___ RECORDS PROVIDED ___

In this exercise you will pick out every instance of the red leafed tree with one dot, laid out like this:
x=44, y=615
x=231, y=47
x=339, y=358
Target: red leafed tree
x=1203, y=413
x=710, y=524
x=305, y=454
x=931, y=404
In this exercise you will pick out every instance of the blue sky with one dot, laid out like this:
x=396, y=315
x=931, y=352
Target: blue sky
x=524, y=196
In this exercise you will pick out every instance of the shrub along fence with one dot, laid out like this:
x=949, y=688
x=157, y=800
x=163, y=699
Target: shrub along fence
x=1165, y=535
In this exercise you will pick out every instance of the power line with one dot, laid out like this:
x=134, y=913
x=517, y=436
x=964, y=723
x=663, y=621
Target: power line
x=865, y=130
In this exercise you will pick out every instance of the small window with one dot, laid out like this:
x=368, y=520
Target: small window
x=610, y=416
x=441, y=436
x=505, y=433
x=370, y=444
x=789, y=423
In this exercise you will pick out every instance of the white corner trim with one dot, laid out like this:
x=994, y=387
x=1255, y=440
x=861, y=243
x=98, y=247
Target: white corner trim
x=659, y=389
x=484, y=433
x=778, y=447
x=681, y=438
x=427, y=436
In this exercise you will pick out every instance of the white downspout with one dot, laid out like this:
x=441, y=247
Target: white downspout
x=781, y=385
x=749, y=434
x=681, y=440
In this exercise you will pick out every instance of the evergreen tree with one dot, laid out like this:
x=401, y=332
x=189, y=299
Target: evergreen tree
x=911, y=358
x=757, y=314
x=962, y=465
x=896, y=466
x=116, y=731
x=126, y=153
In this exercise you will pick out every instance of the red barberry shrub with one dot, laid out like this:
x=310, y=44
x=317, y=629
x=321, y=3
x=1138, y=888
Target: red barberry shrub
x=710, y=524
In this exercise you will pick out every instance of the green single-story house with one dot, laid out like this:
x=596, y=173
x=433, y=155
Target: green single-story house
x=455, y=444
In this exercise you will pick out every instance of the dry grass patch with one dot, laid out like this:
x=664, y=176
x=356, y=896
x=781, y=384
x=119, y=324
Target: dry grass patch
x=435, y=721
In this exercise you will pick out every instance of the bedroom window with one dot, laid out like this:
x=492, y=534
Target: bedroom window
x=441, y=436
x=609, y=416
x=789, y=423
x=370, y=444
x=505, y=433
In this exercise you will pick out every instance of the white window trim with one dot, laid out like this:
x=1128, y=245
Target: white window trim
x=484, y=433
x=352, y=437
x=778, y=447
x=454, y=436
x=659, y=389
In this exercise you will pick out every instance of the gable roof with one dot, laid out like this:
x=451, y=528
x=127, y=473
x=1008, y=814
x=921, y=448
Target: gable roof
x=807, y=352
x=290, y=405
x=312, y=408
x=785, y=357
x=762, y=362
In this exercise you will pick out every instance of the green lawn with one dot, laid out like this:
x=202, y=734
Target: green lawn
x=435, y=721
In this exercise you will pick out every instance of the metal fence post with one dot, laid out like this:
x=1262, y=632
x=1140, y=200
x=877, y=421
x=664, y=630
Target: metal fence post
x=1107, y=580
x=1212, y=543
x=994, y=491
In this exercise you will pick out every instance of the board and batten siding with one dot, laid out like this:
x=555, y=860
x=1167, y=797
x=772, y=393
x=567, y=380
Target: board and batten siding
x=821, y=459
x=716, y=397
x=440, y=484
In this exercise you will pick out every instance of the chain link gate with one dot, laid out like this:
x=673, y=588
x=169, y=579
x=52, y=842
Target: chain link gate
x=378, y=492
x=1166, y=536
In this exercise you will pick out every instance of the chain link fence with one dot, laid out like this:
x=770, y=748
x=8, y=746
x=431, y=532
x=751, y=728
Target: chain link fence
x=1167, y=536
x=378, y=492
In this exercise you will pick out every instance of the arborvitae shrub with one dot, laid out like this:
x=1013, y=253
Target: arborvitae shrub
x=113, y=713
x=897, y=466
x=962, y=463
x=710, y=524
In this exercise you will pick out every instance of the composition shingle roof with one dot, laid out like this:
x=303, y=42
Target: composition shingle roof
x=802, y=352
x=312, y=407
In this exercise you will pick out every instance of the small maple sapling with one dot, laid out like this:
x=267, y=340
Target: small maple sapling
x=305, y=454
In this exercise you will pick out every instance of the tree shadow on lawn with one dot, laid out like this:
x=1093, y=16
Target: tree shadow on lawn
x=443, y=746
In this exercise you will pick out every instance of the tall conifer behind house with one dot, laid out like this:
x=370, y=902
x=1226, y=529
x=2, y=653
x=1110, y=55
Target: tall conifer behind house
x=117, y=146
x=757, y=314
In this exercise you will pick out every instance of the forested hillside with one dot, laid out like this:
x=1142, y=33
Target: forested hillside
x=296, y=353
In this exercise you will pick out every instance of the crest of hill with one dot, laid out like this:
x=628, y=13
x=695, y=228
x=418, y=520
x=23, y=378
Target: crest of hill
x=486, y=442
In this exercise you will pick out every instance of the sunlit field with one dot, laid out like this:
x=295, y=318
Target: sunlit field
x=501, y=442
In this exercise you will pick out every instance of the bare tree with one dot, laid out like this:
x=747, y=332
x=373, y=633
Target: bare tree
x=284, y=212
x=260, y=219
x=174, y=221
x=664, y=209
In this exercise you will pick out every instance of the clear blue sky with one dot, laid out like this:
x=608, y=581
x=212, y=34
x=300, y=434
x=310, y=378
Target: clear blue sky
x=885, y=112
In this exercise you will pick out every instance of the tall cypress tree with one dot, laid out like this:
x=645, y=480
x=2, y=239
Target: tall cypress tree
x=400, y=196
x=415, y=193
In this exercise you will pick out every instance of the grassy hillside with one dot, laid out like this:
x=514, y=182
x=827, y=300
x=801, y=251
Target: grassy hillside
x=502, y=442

___

TASK OBJECTIVE
Copy out every line from the one holding "of the forested" through the one holding "x=501, y=442", both included, without changing a character.

EXERCISE SOLUTION
In this exercise you will pick out every instance of the forested hillside with one dot, laid out like this:
x=1142, y=33
Target: forested hillside
x=296, y=353
In this exercise you will pick out every instance of the crest of hill with one dot, laid out like this:
x=628, y=13
x=695, y=228
x=418, y=520
x=23, y=378
Target: crest of hill
x=486, y=442
In this exercise you will pick out every instance of the sunlit field with one dot, laid out like this:
x=295, y=318
Target: sunlit field
x=501, y=442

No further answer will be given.